• _Given task_
Count the lines in the items below that contain the word "blue". Give only the number.

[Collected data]
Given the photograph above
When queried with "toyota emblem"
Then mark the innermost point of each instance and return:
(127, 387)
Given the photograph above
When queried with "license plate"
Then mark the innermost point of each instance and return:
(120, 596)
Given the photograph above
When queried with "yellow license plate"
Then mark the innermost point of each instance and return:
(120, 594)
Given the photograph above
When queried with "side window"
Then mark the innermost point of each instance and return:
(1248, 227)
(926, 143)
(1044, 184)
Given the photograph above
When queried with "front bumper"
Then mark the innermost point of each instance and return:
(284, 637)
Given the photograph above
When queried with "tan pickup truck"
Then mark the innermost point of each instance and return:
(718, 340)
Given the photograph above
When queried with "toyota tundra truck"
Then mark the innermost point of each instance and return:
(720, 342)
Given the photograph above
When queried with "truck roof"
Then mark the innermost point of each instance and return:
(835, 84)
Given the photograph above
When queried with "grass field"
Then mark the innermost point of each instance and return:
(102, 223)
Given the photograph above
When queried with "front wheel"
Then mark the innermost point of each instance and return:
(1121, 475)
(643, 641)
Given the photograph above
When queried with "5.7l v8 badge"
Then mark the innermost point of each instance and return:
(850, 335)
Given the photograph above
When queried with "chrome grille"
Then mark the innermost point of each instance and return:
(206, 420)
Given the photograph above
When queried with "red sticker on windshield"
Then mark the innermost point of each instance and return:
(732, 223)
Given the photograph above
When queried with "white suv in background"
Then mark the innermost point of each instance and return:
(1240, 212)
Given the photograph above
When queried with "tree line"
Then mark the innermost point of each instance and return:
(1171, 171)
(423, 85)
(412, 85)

--

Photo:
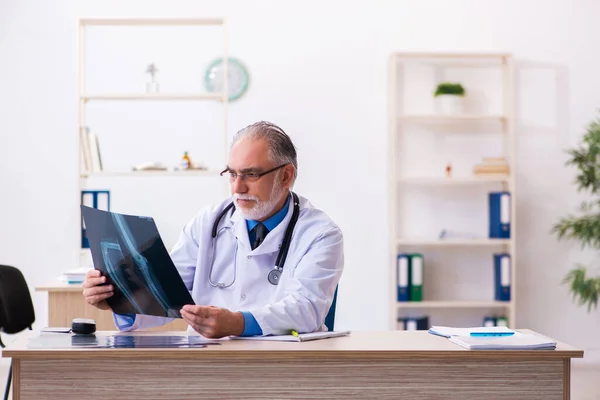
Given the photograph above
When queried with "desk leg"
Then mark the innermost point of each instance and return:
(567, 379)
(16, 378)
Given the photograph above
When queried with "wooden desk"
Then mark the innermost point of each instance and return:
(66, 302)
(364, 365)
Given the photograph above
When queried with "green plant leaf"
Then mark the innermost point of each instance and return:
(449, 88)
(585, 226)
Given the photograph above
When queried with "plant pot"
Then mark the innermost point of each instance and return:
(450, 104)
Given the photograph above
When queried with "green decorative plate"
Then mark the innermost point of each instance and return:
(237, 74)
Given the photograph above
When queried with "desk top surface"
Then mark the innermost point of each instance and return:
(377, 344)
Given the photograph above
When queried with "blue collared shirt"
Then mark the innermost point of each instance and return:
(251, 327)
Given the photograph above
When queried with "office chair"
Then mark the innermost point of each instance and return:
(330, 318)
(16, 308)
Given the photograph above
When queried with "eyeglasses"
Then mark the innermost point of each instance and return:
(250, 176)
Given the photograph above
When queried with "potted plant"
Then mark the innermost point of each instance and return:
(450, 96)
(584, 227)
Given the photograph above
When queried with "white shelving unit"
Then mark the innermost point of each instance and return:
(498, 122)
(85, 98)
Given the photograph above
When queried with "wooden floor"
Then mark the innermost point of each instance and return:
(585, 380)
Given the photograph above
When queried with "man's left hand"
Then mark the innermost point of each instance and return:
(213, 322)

...

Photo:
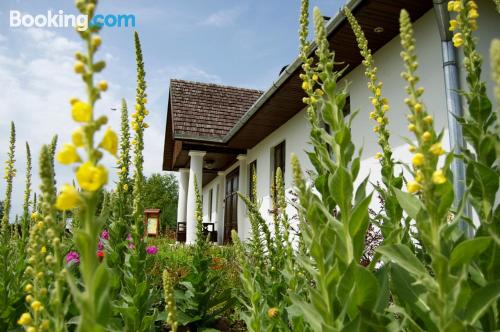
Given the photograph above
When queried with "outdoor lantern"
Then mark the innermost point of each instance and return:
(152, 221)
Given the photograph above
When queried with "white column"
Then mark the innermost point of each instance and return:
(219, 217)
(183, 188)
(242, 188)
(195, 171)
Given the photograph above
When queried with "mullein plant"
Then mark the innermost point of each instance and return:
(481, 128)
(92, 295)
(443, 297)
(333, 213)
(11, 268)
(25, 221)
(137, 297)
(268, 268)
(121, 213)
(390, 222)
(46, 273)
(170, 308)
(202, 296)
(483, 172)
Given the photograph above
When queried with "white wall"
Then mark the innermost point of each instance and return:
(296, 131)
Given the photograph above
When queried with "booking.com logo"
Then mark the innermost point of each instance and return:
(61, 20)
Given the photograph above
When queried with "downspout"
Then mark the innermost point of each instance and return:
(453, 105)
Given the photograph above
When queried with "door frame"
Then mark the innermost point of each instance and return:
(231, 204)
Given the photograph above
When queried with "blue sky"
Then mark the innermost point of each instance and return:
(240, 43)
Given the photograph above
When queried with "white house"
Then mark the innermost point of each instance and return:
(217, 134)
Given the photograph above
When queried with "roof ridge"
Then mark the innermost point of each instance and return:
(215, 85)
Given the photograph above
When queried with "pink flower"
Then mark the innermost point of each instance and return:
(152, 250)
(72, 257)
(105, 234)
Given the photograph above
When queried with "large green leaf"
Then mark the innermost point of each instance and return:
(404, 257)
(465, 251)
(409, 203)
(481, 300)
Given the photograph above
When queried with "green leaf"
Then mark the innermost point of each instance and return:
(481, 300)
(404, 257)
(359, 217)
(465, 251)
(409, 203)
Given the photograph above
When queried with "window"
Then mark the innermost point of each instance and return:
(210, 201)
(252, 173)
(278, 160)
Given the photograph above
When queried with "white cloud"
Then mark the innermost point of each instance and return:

• _Written solution_
2